[Start of Provided entries]
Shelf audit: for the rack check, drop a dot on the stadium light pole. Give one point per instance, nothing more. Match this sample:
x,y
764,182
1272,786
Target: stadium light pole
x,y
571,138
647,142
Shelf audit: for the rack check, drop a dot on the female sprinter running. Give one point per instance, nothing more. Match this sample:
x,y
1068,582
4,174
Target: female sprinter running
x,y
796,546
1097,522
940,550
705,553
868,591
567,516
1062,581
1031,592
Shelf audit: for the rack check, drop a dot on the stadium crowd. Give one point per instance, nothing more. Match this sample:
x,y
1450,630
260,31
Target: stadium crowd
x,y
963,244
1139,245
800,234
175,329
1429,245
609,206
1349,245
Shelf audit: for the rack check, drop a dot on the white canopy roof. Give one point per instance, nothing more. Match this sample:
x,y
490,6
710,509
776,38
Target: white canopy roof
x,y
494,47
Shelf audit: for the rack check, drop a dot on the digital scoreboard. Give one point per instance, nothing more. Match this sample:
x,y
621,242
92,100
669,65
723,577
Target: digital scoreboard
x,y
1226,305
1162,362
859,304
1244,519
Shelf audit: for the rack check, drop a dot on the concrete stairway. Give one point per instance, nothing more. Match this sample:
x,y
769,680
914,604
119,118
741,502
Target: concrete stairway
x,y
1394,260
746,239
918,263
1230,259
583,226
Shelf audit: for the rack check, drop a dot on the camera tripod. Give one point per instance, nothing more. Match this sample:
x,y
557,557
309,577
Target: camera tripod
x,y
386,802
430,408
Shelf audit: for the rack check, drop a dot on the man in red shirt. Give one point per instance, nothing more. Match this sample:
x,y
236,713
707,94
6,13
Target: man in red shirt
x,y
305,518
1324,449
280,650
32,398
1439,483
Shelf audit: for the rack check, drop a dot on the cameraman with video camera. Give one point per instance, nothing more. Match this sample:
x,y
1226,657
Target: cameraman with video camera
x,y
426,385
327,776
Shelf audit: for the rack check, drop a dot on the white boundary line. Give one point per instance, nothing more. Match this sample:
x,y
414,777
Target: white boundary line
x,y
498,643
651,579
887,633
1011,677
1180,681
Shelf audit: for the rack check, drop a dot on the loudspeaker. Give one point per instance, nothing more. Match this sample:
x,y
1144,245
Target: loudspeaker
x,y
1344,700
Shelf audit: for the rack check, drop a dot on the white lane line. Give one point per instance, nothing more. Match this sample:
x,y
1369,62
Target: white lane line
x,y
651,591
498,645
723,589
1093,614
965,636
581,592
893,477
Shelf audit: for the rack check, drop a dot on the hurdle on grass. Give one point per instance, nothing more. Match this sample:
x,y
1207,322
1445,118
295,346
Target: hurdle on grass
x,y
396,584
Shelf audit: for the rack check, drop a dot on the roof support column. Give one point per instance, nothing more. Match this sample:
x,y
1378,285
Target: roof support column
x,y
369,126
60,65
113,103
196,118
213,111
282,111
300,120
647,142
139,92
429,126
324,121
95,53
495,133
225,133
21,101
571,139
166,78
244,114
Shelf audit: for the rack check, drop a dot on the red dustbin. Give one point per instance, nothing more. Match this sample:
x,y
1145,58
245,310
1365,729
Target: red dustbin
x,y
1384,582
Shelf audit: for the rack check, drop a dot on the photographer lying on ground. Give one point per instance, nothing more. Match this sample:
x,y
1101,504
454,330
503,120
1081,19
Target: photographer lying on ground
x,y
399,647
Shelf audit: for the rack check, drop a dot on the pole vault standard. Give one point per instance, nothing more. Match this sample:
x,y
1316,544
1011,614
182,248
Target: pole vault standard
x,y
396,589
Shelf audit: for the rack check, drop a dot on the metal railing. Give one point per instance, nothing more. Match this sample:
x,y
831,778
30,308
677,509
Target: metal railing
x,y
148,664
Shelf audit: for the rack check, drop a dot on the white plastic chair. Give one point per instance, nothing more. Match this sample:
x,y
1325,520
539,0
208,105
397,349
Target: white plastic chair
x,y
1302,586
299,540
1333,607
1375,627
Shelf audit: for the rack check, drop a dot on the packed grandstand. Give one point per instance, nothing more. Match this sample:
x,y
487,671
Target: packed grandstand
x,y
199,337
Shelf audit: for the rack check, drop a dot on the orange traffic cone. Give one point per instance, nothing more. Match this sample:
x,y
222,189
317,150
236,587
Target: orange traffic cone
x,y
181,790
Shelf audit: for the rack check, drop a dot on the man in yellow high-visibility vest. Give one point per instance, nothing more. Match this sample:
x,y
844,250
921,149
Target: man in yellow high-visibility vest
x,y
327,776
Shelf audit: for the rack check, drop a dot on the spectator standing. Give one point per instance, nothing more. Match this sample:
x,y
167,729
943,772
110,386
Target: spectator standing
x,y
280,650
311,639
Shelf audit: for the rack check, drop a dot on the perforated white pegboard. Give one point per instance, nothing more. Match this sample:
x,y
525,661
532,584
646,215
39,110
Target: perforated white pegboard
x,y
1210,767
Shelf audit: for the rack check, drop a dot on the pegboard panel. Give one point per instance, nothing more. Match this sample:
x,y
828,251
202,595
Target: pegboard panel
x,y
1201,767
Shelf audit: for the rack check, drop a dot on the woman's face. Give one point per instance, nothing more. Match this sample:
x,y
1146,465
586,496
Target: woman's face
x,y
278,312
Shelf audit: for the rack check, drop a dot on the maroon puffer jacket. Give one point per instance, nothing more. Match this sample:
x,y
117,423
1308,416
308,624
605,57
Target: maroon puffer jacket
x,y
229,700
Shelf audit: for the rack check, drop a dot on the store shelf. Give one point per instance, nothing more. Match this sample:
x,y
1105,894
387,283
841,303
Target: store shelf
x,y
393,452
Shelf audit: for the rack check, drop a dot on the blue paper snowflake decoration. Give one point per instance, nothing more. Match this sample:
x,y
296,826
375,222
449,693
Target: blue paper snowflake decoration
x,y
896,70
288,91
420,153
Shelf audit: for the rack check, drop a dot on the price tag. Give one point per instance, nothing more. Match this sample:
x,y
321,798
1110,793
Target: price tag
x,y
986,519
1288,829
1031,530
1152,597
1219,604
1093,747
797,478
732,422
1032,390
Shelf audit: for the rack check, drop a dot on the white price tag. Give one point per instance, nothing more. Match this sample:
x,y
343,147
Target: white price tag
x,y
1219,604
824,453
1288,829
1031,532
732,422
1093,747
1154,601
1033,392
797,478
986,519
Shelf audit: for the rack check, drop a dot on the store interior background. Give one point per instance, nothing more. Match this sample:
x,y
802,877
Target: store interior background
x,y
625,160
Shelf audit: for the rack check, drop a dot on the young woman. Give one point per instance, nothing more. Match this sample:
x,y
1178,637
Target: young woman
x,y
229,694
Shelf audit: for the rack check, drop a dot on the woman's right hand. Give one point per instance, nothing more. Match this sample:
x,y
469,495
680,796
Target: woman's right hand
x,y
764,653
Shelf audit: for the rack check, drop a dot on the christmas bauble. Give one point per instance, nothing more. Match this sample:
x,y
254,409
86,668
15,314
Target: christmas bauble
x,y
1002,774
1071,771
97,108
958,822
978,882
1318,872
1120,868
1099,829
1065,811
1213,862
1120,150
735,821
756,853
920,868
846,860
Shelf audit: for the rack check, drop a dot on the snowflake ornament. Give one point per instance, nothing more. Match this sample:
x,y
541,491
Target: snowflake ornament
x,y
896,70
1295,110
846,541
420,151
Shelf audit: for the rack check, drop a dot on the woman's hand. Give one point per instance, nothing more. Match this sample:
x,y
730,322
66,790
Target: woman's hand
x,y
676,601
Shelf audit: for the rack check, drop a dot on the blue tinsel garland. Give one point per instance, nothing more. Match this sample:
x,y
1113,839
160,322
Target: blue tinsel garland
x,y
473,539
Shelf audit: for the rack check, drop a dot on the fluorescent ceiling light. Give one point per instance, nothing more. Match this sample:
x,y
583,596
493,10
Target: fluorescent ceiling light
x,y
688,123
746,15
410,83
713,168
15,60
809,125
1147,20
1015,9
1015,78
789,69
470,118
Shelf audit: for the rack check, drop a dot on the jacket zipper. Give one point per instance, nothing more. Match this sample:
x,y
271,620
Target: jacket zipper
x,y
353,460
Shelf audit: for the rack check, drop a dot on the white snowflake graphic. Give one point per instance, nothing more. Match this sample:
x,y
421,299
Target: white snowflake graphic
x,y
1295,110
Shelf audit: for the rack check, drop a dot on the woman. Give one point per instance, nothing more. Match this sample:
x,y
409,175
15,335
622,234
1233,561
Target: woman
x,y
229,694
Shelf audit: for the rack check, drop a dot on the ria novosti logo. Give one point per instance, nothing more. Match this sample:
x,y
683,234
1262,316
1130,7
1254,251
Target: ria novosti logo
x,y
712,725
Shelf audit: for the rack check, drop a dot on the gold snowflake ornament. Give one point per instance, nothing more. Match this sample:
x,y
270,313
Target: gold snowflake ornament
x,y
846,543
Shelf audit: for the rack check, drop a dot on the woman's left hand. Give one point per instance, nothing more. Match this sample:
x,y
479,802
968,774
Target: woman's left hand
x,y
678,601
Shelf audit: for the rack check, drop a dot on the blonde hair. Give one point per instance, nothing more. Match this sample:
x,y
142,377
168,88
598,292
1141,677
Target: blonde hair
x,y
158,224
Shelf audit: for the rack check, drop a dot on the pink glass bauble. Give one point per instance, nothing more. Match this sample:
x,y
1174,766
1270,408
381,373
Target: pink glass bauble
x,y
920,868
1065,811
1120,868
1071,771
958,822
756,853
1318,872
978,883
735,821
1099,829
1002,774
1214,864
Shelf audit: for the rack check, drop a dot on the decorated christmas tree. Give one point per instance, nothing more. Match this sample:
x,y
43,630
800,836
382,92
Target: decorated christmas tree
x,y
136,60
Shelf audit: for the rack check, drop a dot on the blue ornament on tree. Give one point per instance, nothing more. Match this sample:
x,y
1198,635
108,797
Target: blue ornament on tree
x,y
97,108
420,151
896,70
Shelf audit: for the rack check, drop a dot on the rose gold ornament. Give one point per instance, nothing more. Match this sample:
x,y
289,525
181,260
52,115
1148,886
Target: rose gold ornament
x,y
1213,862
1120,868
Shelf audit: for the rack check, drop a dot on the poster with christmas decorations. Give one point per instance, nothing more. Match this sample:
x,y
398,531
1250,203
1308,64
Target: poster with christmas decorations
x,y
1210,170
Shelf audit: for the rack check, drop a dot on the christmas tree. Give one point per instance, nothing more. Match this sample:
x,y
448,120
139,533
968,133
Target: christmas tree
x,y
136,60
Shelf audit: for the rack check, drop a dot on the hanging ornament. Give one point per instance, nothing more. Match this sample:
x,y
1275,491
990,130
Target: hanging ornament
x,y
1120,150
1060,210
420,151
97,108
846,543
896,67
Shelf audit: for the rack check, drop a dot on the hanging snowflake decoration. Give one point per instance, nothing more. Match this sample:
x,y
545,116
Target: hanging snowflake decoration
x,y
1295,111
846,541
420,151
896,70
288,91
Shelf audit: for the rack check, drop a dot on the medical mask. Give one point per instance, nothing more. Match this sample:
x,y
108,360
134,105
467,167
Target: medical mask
[End of Provided entries]
_Task goal:_
Reproduce exactly the lines from the one containing "the christmas tree." through the last line of the records above, including both, and nothing else.

_Task response:_
Shelf audit: for the rack check, drop a dot on the christmas tree. Give one point per instance, nothing more. Match this sample:
x,y
448,120
139,533
968,133
Target: christmas tree
x,y
136,60
Shelf audit: for the rack check, drop a dot on the hanging ornament. Give one point per instance, nothing more. Match this sample:
x,y
1275,491
990,130
Target: hanging ornament
x,y
1120,150
1060,210
420,151
97,108
846,543
896,67
Shelf audit: for the rack check, drop a dot on the hanging snowflake decoration. Give one point per instance, nothing more. Match this sample:
x,y
545,116
Target: hanging snowflake decoration
x,y
1295,111
846,541
420,151
896,70
288,91
Shelf audit: for the rack check, drop a dot on the medical mask. Give one point per instance, nothing more. Match this sample:
x,y
108,360
134,105
467,167
Target: medical mask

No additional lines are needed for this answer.